Give a verbatim quotation of every record.

* Begin Information supplied *

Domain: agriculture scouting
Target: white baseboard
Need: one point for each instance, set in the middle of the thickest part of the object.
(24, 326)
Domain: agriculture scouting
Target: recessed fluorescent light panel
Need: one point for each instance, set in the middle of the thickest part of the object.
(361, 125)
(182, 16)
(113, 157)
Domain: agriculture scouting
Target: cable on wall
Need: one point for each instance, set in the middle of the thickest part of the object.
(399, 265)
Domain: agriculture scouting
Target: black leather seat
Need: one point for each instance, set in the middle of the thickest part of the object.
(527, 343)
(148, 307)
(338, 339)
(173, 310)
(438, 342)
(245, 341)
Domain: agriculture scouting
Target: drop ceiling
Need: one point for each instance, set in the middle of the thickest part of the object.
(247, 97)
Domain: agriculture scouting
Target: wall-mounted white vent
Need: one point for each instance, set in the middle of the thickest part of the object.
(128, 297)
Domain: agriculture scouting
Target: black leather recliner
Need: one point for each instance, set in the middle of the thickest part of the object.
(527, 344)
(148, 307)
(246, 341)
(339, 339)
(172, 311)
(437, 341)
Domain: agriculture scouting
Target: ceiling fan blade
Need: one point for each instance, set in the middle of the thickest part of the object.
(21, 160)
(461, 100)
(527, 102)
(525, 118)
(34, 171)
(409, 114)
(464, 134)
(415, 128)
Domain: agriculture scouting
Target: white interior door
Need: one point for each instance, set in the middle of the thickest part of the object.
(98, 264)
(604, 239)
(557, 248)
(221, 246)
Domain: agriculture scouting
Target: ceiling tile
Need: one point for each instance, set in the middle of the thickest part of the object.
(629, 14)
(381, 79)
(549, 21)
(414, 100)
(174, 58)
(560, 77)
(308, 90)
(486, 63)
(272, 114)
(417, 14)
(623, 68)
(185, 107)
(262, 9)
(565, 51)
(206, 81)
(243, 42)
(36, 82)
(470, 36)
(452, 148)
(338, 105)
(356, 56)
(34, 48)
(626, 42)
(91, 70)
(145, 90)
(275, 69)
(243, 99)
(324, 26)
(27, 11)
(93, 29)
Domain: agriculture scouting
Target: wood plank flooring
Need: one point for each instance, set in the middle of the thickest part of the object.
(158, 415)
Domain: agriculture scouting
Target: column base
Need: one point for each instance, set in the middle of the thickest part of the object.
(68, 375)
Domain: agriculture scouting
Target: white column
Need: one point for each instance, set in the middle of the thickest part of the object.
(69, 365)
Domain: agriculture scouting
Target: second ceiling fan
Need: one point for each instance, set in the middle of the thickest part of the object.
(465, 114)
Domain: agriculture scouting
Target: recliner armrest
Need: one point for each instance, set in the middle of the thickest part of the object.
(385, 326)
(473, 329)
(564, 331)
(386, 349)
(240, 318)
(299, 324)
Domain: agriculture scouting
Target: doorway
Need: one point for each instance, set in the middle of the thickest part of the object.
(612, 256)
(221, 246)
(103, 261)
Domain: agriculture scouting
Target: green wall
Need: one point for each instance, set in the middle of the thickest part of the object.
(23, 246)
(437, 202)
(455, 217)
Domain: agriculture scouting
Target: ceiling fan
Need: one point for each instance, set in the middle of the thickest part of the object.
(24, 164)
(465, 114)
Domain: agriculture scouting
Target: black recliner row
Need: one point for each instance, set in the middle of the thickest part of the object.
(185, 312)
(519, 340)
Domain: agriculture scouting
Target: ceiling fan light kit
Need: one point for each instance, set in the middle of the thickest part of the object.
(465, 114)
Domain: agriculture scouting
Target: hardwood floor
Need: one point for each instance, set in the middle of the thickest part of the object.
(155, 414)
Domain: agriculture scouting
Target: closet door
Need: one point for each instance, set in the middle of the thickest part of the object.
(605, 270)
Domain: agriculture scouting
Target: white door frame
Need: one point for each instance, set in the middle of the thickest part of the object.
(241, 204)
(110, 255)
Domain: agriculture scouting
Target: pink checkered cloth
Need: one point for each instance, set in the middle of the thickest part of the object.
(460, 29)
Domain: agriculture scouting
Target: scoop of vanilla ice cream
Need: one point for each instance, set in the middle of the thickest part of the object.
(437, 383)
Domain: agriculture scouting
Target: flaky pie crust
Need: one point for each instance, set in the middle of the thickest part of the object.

* End Information supplied *

§ Completed exercise
Domain: agriculture scouting
Target: white baseboard
Need: one point for each instance, set in the middle of the thickest part of the object.
(24, 326)
Domain: agriculture scouting
Target: recessed fluorescent light panel
Need: one point for each instance, set in the middle of the thickest part of the object.
(361, 125)
(182, 16)
(113, 157)
Domain: agriculture scouting
Target: cable on wall
Need: one point for each instance, set in the middle of the thickest part of the object.
(399, 265)
Domain: agriculture scouting
Target: black leather seat
Need: one point for each instance, set in the middle of the thickest part of the object.
(527, 343)
(148, 307)
(338, 339)
(173, 310)
(438, 342)
(245, 341)
Domain: agriculture scouting
Target: drop ceiling
Need: one point for each instance, set in the middle of the thickest part of the object.
(247, 97)
Domain: agriculture scouting
Target: wall-mounted white vent
Need: one point for each instance, set in the middle of the thickest part of the object.
(128, 297)
Domain: agriculture scouting
Target: black leather recliner
Need: one point for each instance, set in the middle of the thickest part of the object.
(527, 344)
(148, 307)
(246, 341)
(339, 339)
(172, 311)
(437, 341)
Domain: agriculture scouting
Target: ceiling fan blade
Need: one point for each instance, set in the middle of the thickest part of the object.
(21, 160)
(461, 100)
(527, 102)
(525, 118)
(34, 171)
(409, 114)
(464, 134)
(415, 128)
Domain: agriculture scouting
Target: white interior door
Need: one point for each instance, set in the middle of the thickest part of the object.
(98, 264)
(604, 239)
(557, 248)
(221, 246)
Domain: agriculture scouting
Target: ceiling tile
Need: one point for each instance, set in the middle of the thickest part of the object.
(629, 14)
(381, 79)
(549, 21)
(414, 100)
(174, 58)
(560, 77)
(308, 90)
(486, 63)
(272, 114)
(417, 14)
(623, 68)
(185, 107)
(262, 9)
(565, 51)
(206, 81)
(243, 42)
(36, 82)
(470, 36)
(452, 148)
(338, 105)
(356, 56)
(34, 48)
(626, 42)
(91, 70)
(145, 90)
(275, 69)
(243, 99)
(324, 26)
(27, 11)
(93, 29)
Domain: agriculture scouting
Target: wood plank flooring
Need: one point for each instance, set in the middle of the thickest part of the object.
(158, 415)
Domain: agriculture scouting
Target: column base
Need: one point for each instance, set in the middle of the thickest part of the object.
(68, 375)
Domain: agriculture scouting
Target: white column
Need: one point for each instance, set in the middle of the thickest part of the object.
(69, 365)
Domain: agriculture scouting
Target: second ceiling fan
Need: one point for each instance, set in the middle of the thickest part of the object.
(465, 114)
Domain: agriculture scouting
Target: recliner armrest
Need: one point for each instance, set in the middle of the thickest part of the object.
(385, 326)
(473, 329)
(564, 331)
(386, 349)
(240, 318)
(299, 324)
Domain: agriculture scouting
Target: doorway
Need: one point for each instance, set in the middle of the thickest part of the object.
(612, 256)
(221, 246)
(103, 261)
Domain: agriculture scouting
Target: green wall
Need: one point for each instance, set in the middle of the thickest part of the object.
(23, 246)
(437, 202)
(455, 217)
Domain: agriculture scouting
Target: ceiling fan
Need: one point for each instance, set in the middle of the thickest part of the object.
(24, 164)
(465, 114)
Domain: agriculture scouting
Target: black recliner row
Need: one point for each instance, set in the middle of the thickest part of the object.
(185, 312)
(519, 340)
Domain: agriculture scouting
Target: ceiling fan light kit
Need: one point for each instance, set in the middle of the thickest part of the object.
(465, 114)
Domain: agriculture scouting
Target: hardwood floor
Need: one point for each instance, set in the middle of the thickest part of the object.
(155, 414)
Domain: agriculture scouting
Target: closet door
Need: one point for each instance, set in the middle of the thickest part of the object.
(605, 270)
Domain: agriculture scouting
Target: white door frame
Need: one point for each instance, set in the middle of the thickest part of the object.
(241, 204)
(110, 255)
Domain: agriculture scouting
Target: pink checkered cloth
Need: one point for each instance, set in the middle of the thickest part of the object.
(460, 29)
Domain: agriculture scouting
Target: scoop of vanilla ice cream
Need: one point for each instance, set in the middle of the thickest part of the object.
(437, 383)
Domain: agriculture scouting
Target: flaky pie crust
Need: one point for each instance, set in the middle of the thickest part of the object.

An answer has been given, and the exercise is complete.